抜粋文:
===
【まとめ】グループホーム・介護付きホームの運営基準どう変わる? 介護報酬改定の変更点が正式決定
来年度の介護報酬改定をめぐり、サービスごとに定められている運営基準の見直しの内容が15日に正式決定された。【Joint編集部】
武見敬三厚生労働相が社会保障審議会に改正案を諮問。同会はこれを「了承する」と答申した。
新たな運営基準は今月中にも公布される見通し。ここではグループホーム、介護付きホーム(特定施設)の改正内容をまとめていく。施行は4月1日。
医療機関との連携・協力を促す規定の新設が柱。厚労省の狙いは、高まる医療ニーズに対応できる体制を作っていくことだ。介護付きホームについては、生産性向上の先進的な取り組みを実践する施設の人員配置基準の緩和も盛り込まれた。改正内容は下記の通り。
2024年度介護報酬改定|グループホーム、介護付きホームの運営基準の見直し
◆ グループホーム、介護付きホーム共通
(1)協力医療機関との連携体制の構築
施設内で対応できる医療の範囲を超えても適切に対処できるよう、以下の要件を満たす協力医療機関を定めるよう努めることとする。
◯ 入所者が急変した場合などに、医師、または看護職員が相談対応にあたる体制を常時確保していること
◯ 診療の求めがあった場合に、診療を行う体制を常時確保していること
1年に1回以上、協力医療機関との間で、入所者が急変した場合などの対応を確認するとともに、協力医療機関の名称などについて、指定権者に届け出なければならないこととする。
===
データ:
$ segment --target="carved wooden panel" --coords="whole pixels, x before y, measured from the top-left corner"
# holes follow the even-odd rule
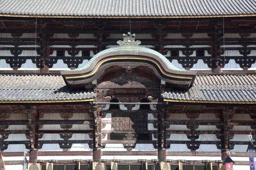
===
課題: 上に掲げた介護報酬改定に伴う運営基準見直しの記事を、その最後の文に続けて書き進めてください。

回答:
また、入所者が協力医療機関などに入院した後に、病状が軽快して退院が可能となった場合は、速やかに再入所させられるように努めることとする。
(2)新興感染症の発生時などに対応する医療機関との連携
新興感染症の発生時に、施設内の感染者の診療などに迅速に対応できる体制を平時から構築するため、あらかじめ、感染者に対応する協定締結医療機関(第2種協定指定医療機関)との間で、発生時の対応を取り決めるよう努めることとする。
また、協力医療機関が第2種協定指定医療機関の場合は、その医療機関との間で、新興感染症の発生時などの対応について協議することを義務付ける。
(3)生産性向上の方策を検討する委員会の設置の義務付け
介護現場の生産性向上の取り組みを推進する観点から、現場の課題を抽出・分析したうえで必要な対応を検討し、事業所全体で継続的に業務改善に取り組む環境を整備するため、利用者の安全、サービスの質の確保、職員の負担軽減に資する方策を検討する委員会の設置を義務付ける。その際、3年間の経過措置期間を設けることとする。
◆ 介護付きホーム
(1)先進的な施設の人員配置基準の特例的な柔軟化
利用者の安全、介護サービスの質の確保、職員の負担軽減に資する方策を検討する委員会で必要な安全策を検討したうえで、テクノロジーの複数活用、職員間の適切な役割分担などでサービスの質の確保、職員の負担軽減が行われていると認められる施設について、看護・介護職員の人員配置基準を現行の3対1から3対0.9とする。
(2)口腔衛生管理の強化
全ての施設に口腔衛生管理体制の確保を促すとともに、入所者の状態に応じた口腔衛生管理を更に充実させる観点から、口腔衛生管理体制を整備し、入居者の状態に応じた口腔衛生管理を計画的に行わなければならないこととする。その際、3年の経過措置期間を設ける。
◆ 全サービス共通
(1)管理者の兼務範囲の明確化
管理者の兼務について、一定の条件のもとで離れた場所にある事業所でも認められるようになる。
現行の運営基準で管理者は、兼務不可の常勤専従が原則。管理上支障がない場合は同一の敷地、または隣接する敷地にある事業所での兼務が可能とされている。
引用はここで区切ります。